* What the task asks
Update everything from "Can you find the light" down to "x=590, y=306" by replacing "bracelet" with "wristband", leaving the rest of those lines unchanged.

* Pointing lines
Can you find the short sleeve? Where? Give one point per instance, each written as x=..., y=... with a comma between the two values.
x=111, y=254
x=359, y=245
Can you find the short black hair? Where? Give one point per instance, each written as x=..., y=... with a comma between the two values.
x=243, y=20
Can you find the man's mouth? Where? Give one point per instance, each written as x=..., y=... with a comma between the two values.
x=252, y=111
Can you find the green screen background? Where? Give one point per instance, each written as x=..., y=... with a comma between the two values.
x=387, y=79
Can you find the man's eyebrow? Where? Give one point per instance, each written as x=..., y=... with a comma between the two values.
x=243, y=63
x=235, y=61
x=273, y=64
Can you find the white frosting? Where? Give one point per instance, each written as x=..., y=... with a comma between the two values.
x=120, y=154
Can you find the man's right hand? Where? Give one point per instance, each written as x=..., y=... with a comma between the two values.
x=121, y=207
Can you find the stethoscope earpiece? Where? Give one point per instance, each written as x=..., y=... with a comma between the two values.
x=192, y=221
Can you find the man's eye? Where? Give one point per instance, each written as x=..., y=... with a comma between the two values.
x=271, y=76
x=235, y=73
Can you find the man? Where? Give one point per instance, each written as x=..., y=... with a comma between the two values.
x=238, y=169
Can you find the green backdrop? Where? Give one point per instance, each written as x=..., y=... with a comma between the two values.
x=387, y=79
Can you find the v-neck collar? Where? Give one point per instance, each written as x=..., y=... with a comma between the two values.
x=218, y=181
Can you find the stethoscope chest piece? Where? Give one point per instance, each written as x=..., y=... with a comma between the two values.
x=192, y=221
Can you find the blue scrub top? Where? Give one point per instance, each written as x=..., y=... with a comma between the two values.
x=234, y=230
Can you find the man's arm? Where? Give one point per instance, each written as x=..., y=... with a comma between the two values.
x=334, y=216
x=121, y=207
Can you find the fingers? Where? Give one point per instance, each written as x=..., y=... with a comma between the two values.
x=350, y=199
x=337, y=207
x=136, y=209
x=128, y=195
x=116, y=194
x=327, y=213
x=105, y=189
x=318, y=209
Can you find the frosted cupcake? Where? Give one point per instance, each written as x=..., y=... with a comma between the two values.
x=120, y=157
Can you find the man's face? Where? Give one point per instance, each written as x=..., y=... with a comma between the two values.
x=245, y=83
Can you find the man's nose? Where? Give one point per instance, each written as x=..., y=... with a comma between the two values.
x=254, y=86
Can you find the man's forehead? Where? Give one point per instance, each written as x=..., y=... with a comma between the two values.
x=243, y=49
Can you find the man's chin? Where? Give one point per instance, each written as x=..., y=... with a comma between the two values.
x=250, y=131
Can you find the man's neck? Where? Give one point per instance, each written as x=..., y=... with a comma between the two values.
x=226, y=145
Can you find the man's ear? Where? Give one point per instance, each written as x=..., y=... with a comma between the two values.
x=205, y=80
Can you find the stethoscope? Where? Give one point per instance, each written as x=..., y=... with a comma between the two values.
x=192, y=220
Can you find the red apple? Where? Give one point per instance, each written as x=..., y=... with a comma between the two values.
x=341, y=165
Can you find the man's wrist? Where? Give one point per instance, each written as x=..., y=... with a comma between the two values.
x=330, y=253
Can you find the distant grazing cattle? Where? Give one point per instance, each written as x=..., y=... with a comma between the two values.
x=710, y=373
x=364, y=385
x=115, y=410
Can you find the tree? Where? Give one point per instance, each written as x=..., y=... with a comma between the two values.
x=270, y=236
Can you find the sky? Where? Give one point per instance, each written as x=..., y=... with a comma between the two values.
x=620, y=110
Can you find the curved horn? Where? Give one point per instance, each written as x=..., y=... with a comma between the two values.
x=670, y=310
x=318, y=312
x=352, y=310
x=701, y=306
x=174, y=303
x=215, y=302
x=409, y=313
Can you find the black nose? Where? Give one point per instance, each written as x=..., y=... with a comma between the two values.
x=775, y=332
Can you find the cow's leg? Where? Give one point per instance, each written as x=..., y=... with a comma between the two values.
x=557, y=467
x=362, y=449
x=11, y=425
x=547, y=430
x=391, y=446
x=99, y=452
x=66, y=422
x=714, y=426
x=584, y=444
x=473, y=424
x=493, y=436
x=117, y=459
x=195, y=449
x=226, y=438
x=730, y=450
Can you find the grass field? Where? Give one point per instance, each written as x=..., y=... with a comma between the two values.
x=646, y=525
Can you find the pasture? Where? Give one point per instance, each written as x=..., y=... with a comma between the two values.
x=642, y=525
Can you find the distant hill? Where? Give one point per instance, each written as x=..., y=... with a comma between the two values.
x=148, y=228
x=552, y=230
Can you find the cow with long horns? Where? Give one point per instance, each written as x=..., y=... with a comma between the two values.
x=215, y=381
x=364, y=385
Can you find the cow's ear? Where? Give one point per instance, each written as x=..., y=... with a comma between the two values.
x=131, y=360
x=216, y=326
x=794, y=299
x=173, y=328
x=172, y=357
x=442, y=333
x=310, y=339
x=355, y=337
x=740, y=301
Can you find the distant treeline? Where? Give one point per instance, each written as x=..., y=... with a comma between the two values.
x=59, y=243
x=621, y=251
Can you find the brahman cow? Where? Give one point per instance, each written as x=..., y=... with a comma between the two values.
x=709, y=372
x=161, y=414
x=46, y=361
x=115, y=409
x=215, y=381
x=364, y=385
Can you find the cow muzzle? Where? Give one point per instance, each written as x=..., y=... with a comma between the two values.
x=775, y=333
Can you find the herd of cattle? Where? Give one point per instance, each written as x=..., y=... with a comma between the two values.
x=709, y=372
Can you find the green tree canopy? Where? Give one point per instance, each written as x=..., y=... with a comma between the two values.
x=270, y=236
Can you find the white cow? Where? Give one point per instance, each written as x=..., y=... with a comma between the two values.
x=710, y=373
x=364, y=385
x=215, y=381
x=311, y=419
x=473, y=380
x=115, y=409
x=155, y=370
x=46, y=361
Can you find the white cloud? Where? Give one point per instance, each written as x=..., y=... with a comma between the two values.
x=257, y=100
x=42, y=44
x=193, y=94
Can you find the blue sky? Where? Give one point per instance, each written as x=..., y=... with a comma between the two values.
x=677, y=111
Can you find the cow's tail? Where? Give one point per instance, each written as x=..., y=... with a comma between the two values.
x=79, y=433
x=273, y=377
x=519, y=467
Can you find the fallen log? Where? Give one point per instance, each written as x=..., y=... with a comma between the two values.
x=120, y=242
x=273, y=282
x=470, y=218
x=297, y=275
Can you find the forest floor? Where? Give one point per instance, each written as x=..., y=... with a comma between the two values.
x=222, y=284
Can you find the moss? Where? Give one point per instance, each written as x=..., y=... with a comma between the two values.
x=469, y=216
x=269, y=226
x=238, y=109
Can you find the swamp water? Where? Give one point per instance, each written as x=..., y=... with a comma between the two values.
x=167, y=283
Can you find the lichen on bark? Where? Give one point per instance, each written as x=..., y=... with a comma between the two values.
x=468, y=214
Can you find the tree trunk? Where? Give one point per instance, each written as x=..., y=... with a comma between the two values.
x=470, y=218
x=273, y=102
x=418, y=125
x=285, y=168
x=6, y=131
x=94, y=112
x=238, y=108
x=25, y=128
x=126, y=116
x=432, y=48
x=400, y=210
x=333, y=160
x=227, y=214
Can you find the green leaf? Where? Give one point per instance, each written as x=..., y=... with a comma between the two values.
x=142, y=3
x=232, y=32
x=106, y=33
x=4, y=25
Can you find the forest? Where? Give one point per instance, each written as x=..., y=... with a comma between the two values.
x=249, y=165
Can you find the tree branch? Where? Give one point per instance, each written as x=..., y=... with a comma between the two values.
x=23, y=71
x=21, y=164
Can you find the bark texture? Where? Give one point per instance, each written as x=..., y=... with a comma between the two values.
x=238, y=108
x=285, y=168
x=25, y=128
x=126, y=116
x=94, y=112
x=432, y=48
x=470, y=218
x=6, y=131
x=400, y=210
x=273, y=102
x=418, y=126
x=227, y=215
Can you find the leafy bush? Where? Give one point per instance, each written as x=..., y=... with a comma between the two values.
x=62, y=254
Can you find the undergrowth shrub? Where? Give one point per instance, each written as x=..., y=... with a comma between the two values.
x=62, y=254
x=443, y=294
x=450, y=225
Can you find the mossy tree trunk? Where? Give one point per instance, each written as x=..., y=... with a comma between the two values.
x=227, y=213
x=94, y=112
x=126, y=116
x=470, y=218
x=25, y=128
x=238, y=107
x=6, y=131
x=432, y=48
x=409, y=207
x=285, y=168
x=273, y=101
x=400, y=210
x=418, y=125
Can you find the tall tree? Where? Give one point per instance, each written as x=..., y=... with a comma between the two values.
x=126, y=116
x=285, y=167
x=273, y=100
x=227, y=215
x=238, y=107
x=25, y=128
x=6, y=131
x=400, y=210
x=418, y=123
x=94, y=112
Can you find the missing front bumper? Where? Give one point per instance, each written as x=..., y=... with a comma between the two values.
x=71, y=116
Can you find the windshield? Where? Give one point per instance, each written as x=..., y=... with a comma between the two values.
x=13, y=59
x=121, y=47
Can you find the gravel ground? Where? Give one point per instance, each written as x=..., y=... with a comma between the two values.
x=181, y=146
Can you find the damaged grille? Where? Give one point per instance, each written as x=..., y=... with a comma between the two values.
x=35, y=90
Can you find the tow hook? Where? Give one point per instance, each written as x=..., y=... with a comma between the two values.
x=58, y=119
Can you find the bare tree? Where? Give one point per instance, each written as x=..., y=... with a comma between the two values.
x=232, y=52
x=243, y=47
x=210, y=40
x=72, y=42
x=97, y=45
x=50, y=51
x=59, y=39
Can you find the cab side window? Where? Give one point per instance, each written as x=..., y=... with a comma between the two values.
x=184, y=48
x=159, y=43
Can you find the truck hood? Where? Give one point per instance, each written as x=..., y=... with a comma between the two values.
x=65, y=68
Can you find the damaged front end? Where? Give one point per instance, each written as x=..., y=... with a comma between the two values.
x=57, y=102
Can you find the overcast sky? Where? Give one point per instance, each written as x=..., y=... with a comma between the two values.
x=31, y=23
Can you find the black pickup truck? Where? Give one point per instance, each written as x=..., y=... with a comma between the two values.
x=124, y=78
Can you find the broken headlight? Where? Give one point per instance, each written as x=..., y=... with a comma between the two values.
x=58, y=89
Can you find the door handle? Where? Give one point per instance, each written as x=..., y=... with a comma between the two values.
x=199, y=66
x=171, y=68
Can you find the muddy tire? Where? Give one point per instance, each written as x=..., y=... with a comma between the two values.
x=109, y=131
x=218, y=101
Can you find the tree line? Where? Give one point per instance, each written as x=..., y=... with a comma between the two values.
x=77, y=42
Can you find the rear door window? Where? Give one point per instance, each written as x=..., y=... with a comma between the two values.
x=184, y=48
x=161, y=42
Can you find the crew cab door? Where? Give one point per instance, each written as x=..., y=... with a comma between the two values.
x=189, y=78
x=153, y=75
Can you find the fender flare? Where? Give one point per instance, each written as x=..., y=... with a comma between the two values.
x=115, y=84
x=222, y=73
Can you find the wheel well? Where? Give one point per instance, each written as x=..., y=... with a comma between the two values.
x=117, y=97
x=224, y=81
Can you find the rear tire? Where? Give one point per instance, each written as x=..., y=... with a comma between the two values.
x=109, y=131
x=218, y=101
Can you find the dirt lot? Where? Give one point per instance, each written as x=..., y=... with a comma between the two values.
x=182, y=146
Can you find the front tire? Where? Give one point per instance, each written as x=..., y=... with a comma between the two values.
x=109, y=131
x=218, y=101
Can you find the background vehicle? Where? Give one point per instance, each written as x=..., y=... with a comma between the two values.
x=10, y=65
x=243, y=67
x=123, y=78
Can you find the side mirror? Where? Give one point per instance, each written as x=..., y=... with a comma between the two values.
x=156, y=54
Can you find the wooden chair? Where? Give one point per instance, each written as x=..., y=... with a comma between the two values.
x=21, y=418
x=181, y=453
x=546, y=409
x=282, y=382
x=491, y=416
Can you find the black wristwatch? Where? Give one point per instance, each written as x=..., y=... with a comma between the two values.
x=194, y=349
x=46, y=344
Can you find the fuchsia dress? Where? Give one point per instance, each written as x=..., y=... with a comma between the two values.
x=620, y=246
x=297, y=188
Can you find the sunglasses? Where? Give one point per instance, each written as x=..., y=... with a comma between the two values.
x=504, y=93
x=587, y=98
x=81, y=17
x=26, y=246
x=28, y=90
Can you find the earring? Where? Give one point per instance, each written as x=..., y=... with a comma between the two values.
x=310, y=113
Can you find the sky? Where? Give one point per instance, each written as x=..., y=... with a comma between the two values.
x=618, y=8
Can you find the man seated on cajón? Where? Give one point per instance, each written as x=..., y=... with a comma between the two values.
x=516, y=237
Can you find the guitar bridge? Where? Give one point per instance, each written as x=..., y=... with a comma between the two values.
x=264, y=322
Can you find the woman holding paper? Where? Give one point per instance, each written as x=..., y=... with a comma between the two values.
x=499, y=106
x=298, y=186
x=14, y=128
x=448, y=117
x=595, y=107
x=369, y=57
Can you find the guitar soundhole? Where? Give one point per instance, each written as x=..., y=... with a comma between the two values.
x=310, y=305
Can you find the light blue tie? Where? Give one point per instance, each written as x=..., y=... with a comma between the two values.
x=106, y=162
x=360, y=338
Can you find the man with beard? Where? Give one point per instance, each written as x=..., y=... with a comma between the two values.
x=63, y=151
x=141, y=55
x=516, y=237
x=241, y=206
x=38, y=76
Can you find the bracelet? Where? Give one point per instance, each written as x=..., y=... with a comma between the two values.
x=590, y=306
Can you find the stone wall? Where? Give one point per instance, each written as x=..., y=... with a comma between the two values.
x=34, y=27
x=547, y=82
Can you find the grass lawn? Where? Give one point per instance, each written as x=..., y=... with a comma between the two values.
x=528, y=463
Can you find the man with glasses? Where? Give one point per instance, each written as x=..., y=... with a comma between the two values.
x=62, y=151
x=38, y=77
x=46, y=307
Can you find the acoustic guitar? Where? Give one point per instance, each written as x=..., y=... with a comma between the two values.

* Output below
Can you find the light blue tie? Where? Give one point per instance, each written as x=..., y=... with a comma between the two values.
x=106, y=162
x=360, y=338
Can you find the man with beard? Where? Give one point per instance, each written as x=..., y=... with a comma between the two values.
x=63, y=151
x=141, y=55
x=516, y=237
x=241, y=206
x=38, y=76
Can you find the wristband? Where? Give one point per instance, each written as x=..., y=... with a comma between the two values.
x=590, y=306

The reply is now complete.